Problem requirements = An exact reproduction of all the entries below is required.

------------------------------------------------------------------------

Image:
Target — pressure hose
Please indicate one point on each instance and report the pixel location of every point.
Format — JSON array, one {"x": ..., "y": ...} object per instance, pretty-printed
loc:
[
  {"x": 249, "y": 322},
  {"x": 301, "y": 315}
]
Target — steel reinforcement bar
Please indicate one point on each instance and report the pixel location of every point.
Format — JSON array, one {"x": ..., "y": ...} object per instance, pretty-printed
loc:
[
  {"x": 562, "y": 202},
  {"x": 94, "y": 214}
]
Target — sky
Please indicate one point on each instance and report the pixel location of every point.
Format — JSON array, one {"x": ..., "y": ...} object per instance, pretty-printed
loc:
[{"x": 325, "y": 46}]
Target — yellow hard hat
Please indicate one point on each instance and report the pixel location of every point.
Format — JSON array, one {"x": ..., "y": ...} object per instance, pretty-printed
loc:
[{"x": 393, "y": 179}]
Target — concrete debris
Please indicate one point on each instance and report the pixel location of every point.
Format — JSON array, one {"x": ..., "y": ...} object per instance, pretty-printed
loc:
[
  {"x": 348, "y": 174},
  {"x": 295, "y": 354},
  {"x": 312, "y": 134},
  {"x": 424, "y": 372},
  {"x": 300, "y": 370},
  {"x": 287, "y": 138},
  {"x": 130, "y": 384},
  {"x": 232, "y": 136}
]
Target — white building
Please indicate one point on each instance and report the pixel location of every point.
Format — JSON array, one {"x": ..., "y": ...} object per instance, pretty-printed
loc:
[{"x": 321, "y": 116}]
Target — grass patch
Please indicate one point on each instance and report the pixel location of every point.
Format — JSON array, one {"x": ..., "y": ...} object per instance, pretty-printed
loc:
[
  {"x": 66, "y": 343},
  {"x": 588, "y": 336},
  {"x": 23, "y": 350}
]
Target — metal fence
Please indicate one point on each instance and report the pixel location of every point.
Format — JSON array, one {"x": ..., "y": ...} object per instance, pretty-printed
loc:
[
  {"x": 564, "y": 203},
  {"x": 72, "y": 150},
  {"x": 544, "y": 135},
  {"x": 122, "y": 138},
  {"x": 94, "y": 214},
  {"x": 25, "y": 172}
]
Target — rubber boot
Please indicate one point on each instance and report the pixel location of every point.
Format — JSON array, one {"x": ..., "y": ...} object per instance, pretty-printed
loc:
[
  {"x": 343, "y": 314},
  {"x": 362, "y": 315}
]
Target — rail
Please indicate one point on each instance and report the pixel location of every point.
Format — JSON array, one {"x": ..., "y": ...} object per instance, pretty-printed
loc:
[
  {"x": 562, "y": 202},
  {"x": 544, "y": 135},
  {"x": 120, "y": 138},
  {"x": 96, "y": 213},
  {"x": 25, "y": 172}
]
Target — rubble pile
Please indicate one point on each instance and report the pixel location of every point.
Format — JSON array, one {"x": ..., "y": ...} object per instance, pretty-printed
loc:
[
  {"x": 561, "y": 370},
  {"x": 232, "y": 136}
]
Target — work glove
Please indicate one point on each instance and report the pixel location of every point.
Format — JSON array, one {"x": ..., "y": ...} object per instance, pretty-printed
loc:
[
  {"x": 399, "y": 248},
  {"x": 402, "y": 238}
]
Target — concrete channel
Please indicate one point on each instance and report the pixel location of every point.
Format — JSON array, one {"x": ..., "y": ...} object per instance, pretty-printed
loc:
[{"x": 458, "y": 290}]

------------------------------------------------------------------------

Output below =
Image:
Target — pressure hose
Please indicate one point on each instance and report the pixel location of every point.
Format — JSON array, one {"x": ..., "y": ...} object per instance, pretty-printed
loc:
[
  {"x": 249, "y": 322},
  {"x": 301, "y": 315}
]
Target — steel reinforcement bar
Please indicate one point on each instance and report the pixel location of every point.
Format — JSON array, one {"x": ..., "y": ...} object per instance, pretty-printed
loc:
[
  {"x": 562, "y": 202},
  {"x": 94, "y": 214}
]
Target — sky
Please indicate one point on each instance and report the pixel location of every point.
Format — JSON array, one {"x": ..., "y": ...} object per instance, pretty-printed
loc:
[{"x": 325, "y": 46}]
Target — yellow hard hat
Please indicate one point on each instance and report the pixel location of every point.
Format — JSON array, one {"x": ..., "y": ...} object per instance, pretty-printed
loc:
[{"x": 393, "y": 179}]
Target — concrete debris
Please indicate one point on each instance and report the pixel location of every point.
Format — JSON array, one {"x": ..., "y": ...} object per instance, pretty-printed
loc:
[
  {"x": 348, "y": 174},
  {"x": 295, "y": 354},
  {"x": 312, "y": 134},
  {"x": 424, "y": 372},
  {"x": 300, "y": 370},
  {"x": 287, "y": 138},
  {"x": 130, "y": 384},
  {"x": 232, "y": 136}
]
Target — white building
Please indicate one point on each instance and report the pixel location of every point.
Format — JSON array, one {"x": ..., "y": ...} object per instance, pretty-printed
loc:
[{"x": 321, "y": 116}]
Target — grass patch
Please indicate one point on each instance and report the pixel location of every point.
Format — JSON array, one {"x": ..., "y": ...} object per instance, pretty-printed
loc:
[
  {"x": 66, "y": 343},
  {"x": 588, "y": 336},
  {"x": 23, "y": 350}
]
Target — metal fence
Please indicate one point on each instance and report the pixel location of every point.
Format — JSON array, one {"x": ..., "y": ...} object per instance, pretty-printed
loc:
[
  {"x": 564, "y": 203},
  {"x": 72, "y": 150},
  {"x": 544, "y": 135},
  {"x": 122, "y": 138},
  {"x": 94, "y": 214},
  {"x": 25, "y": 172}
]
Target — rubber boot
Please indicate one point on each instance and report the pixel location of every point.
Format — JSON array, one {"x": ..., "y": ...} object per instance, pretty-printed
loc:
[
  {"x": 343, "y": 314},
  {"x": 362, "y": 315}
]
Target — rail
Please indicate one point on each instance and report the pixel location of every point.
Format — JSON array, one {"x": ..., "y": ...} object per instance, pretty-printed
loc:
[
  {"x": 562, "y": 202},
  {"x": 544, "y": 135},
  {"x": 120, "y": 138},
  {"x": 96, "y": 213},
  {"x": 25, "y": 172}
]
Target — rubble pile
Please indicate one point on each instance and report the pixel location of every point.
Format — JSON array, one {"x": ..., "y": ...} object per instance, pretty-printed
loc:
[
  {"x": 561, "y": 370},
  {"x": 232, "y": 136}
]
Target — work glove
Please indicate one point on each instance and report the pixel location of every point.
Format — JSON array, one {"x": ..., "y": ...} object per instance, pretty-printed
loc:
[
  {"x": 399, "y": 248},
  {"x": 402, "y": 238}
]
Target — concrete channel
Please indicate one point on each instance and report the pixel location of every point.
Format — JSON array, one {"x": ..., "y": ...} object per instance, pretty-printed
loc:
[{"x": 458, "y": 290}]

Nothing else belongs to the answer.